SHORT EXERCISE
Gather every line of the material below that contains the word "white". Case counts.

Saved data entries

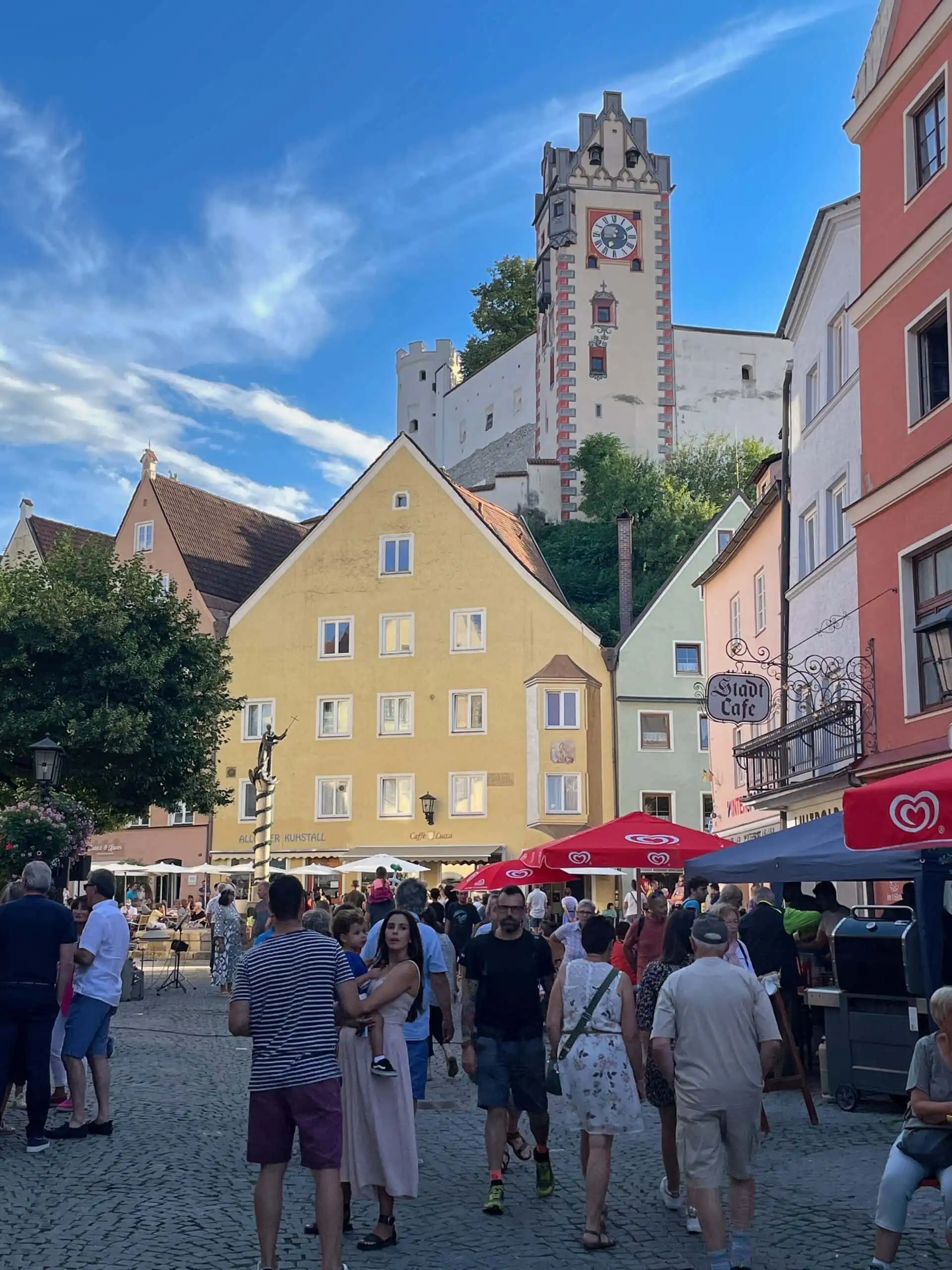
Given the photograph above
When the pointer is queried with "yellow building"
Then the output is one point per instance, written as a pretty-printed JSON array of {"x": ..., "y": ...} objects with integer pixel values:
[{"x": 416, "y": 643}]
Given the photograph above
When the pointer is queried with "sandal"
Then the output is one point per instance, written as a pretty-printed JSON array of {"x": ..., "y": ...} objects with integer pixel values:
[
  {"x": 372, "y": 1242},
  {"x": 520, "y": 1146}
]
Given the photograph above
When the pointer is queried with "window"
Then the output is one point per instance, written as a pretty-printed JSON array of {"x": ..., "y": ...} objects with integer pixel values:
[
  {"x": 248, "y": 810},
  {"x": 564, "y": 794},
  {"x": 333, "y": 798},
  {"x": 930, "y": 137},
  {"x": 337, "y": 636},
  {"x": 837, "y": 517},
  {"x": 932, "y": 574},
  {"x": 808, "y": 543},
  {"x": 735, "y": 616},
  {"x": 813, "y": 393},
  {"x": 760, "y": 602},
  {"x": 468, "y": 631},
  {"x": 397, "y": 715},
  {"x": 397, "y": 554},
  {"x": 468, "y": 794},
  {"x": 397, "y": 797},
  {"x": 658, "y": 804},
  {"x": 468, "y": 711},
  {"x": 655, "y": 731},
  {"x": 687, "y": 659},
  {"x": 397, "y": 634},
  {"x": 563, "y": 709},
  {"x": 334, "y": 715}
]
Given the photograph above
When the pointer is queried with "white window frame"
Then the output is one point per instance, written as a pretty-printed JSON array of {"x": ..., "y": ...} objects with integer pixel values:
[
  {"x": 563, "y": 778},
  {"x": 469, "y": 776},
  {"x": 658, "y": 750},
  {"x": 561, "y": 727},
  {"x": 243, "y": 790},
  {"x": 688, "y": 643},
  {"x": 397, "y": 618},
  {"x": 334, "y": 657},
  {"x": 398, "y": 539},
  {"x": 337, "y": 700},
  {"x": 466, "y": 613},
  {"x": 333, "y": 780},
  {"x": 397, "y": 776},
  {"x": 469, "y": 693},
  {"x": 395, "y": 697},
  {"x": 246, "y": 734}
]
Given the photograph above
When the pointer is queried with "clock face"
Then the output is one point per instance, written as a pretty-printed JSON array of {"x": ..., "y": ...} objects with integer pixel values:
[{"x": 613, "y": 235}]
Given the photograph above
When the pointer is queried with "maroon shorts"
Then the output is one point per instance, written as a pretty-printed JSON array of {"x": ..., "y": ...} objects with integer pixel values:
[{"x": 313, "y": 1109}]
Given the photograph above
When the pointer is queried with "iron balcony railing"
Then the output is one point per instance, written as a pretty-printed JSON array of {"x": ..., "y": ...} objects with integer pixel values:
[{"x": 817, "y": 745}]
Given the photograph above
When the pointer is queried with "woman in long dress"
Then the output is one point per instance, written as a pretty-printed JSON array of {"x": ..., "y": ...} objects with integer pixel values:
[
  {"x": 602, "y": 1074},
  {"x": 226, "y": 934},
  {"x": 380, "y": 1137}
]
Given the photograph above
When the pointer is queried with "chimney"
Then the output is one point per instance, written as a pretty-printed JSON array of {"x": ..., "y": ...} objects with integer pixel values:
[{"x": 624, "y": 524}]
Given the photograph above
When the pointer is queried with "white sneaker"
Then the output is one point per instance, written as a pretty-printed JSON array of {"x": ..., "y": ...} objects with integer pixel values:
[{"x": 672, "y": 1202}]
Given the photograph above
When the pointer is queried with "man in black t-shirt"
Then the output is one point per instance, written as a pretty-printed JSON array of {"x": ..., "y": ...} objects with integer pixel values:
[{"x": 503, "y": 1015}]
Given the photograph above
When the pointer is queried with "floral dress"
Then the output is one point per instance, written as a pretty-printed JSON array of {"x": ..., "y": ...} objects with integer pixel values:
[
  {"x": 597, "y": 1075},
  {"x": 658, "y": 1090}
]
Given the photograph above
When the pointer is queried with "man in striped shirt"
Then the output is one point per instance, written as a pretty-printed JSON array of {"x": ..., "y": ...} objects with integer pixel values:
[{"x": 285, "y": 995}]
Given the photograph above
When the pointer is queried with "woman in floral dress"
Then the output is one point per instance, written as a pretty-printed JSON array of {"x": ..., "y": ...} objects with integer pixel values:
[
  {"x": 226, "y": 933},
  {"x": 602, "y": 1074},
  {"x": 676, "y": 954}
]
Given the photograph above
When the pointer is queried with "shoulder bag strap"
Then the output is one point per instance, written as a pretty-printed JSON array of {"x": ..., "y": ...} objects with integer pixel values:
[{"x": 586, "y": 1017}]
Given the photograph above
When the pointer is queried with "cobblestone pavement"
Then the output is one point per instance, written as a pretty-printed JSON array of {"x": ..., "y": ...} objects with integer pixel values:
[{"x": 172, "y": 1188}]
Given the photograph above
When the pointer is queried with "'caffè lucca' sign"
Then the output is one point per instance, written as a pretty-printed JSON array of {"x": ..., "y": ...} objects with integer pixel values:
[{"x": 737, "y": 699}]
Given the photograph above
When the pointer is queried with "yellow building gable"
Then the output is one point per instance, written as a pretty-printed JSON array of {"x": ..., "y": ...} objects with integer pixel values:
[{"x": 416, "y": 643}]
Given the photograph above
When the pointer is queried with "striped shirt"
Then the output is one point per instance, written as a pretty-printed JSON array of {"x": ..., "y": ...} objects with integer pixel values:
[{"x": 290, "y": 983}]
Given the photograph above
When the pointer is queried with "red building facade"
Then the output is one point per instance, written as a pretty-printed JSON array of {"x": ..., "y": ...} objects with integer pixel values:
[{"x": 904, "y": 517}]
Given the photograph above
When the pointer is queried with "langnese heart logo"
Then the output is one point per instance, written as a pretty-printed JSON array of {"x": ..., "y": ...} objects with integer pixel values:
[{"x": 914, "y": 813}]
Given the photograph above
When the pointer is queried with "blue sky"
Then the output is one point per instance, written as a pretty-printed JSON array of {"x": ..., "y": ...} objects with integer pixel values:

...

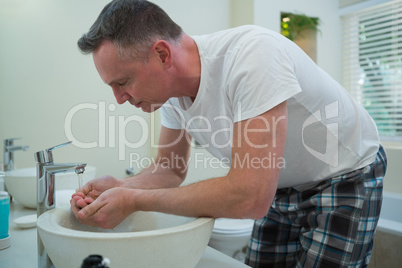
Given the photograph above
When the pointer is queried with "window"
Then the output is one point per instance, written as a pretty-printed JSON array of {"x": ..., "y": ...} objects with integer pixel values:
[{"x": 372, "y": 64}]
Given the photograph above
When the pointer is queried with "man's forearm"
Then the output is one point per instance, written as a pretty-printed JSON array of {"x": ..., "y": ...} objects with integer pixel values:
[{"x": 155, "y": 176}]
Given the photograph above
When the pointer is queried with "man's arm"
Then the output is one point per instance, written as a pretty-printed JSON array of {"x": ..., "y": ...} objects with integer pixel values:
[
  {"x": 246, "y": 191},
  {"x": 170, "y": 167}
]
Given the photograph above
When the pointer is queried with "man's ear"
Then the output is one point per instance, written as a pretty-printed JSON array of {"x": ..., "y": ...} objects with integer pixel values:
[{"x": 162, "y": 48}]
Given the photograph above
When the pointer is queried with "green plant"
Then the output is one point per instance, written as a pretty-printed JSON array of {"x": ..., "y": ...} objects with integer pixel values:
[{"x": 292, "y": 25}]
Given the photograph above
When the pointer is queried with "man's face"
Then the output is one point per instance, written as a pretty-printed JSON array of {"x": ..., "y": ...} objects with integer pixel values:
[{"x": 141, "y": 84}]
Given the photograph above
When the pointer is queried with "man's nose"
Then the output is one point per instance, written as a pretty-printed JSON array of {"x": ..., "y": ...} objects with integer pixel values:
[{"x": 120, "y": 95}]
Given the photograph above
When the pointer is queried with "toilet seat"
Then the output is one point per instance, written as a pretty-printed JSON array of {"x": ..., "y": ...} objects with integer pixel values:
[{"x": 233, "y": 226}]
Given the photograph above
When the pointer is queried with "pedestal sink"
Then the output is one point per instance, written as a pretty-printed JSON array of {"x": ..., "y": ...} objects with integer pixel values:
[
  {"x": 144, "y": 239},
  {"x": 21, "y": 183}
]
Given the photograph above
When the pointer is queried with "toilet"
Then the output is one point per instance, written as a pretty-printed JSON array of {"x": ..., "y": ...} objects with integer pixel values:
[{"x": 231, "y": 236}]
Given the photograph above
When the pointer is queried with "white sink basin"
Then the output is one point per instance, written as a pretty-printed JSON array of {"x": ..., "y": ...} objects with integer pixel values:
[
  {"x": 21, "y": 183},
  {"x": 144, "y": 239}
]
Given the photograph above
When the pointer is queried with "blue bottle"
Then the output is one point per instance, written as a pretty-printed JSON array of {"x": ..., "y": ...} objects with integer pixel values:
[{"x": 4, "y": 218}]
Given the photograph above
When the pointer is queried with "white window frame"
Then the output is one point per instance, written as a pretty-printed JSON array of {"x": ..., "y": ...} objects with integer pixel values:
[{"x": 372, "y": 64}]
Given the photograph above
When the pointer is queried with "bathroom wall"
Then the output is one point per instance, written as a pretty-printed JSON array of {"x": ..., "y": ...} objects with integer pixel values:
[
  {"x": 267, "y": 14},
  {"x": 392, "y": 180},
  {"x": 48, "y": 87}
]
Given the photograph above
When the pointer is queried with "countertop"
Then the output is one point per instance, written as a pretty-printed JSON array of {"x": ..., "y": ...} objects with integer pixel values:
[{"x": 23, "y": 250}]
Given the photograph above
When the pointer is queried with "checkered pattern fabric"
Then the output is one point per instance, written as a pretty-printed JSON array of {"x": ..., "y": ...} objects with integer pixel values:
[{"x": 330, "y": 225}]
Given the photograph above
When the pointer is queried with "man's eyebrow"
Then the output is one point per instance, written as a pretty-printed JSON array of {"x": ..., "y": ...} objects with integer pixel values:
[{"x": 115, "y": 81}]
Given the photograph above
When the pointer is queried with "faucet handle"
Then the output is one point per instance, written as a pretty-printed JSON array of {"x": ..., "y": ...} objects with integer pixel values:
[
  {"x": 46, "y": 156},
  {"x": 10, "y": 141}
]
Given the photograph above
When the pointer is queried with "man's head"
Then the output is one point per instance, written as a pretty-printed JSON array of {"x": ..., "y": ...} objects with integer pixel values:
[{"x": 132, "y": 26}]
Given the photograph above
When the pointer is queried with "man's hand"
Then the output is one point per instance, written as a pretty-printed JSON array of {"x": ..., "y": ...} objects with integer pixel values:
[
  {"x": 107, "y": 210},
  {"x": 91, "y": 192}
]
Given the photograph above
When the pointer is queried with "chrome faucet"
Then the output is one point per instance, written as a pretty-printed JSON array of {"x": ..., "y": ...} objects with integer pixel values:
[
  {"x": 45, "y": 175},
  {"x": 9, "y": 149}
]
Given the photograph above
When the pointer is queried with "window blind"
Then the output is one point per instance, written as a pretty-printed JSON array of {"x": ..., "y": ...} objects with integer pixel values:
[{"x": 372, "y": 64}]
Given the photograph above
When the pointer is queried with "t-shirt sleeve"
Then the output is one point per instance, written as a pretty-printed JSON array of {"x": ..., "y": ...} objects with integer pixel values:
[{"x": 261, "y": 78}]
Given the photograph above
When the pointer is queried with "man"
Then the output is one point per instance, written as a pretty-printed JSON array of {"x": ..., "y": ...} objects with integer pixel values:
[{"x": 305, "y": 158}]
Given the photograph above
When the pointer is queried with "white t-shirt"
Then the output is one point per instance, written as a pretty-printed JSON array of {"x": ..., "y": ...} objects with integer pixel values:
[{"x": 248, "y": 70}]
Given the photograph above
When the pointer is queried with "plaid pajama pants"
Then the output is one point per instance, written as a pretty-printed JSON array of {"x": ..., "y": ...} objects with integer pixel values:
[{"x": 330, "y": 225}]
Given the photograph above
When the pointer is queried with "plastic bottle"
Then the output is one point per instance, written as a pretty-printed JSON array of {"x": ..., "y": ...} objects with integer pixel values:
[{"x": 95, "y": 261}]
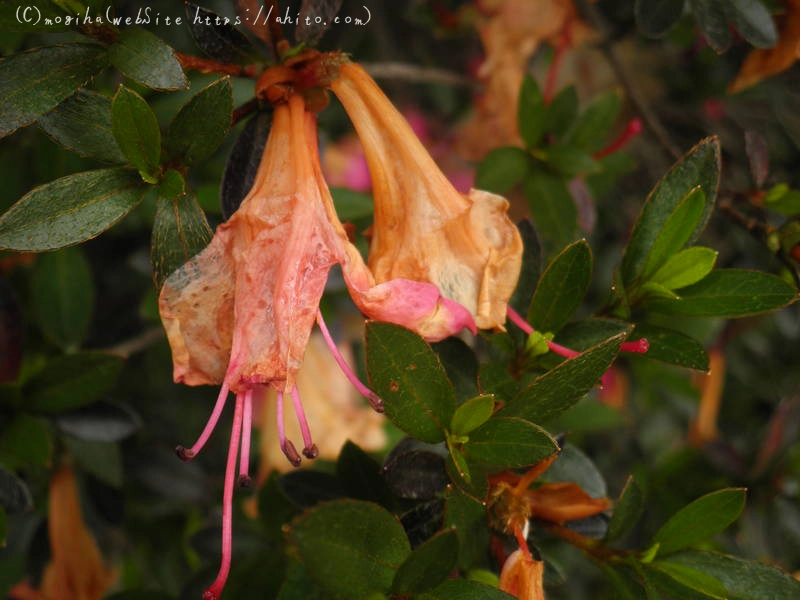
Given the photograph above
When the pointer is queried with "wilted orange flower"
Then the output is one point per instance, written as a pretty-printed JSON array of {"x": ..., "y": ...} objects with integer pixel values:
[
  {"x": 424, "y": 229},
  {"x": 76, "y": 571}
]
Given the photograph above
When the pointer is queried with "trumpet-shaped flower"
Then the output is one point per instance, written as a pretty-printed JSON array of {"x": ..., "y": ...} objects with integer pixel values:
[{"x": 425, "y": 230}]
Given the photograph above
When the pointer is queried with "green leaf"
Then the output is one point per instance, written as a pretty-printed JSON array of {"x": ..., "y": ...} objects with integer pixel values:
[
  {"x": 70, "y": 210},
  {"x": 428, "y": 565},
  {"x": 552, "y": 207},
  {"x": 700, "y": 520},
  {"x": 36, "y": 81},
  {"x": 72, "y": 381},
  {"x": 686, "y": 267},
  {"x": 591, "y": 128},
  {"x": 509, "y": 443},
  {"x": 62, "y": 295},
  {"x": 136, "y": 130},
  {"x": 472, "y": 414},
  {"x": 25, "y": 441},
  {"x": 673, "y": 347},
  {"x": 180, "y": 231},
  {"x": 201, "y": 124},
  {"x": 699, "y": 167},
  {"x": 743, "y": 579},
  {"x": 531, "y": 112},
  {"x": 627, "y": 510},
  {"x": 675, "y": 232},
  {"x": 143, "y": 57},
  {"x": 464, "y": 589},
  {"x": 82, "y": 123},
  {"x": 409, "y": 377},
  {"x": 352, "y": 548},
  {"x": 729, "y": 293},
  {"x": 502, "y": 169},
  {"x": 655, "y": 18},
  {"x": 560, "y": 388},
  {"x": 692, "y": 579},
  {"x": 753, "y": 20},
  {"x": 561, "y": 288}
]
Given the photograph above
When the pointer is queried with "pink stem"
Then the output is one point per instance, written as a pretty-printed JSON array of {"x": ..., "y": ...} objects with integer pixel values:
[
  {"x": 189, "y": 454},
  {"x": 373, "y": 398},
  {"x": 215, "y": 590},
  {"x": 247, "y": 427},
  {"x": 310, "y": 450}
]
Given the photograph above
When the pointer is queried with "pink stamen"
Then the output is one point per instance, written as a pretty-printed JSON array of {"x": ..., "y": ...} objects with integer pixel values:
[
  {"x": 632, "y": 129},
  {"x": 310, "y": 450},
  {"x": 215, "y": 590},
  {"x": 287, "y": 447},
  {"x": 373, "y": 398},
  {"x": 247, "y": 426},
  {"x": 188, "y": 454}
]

WORKED ANSWER
When the pointer is queried with "white window frame"
When the pointer is queried with "white sneaker"
When the pointer is queried with "white sink basin"
When the pointer is queried with "white window frame"
When the pointer is queried with "white t-shirt"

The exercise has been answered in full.